[Begin Data entries]
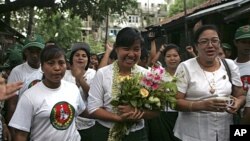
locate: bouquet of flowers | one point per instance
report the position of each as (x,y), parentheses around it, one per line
(154,90)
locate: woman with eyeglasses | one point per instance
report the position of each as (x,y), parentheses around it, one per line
(201,80)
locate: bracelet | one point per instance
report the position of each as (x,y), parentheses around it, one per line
(190,106)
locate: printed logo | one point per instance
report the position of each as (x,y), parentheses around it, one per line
(34,82)
(246,82)
(62,115)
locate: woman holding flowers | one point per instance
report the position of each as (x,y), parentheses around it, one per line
(202,116)
(105,88)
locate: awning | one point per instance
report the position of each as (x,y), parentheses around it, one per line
(222,7)
(238,13)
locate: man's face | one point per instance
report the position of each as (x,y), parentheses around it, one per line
(33,56)
(243,46)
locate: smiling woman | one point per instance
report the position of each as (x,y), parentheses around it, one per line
(104,88)
(205,76)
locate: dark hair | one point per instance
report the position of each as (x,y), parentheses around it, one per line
(200,30)
(168,47)
(80,46)
(113,55)
(94,54)
(144,54)
(127,36)
(48,53)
[End Data entries]
Scale everything from the line containing "locate: woman holding" down to the end of the data, requests included, by multiplying each point coordinate in the answers by 0.95. Round each result to a whole number, with halves rounded up.

locate: woman holding flowers | one point per instance
report the position of each as (x,y), parentheses around it, one per line
(192,110)
(100,84)
locate: awning | one point per instance
report the position of each as (x,y), parentheses around it, one per line
(211,7)
(226,12)
locate: man's face | one point per instance
report the position of each as (x,y), parentheses around it, one per line
(31,53)
(231,44)
locate: smiling woman | one point per instance
report the position of each as (x,y), parentheses around it, one per line
(99,84)
(195,72)
locate: dark hair | one point per instance
report the position of each as (x,y), parentheses around it, one per line
(190,29)
(160,45)
(76,44)
(107,52)
(89,51)
(137,51)
(121,34)
(46,50)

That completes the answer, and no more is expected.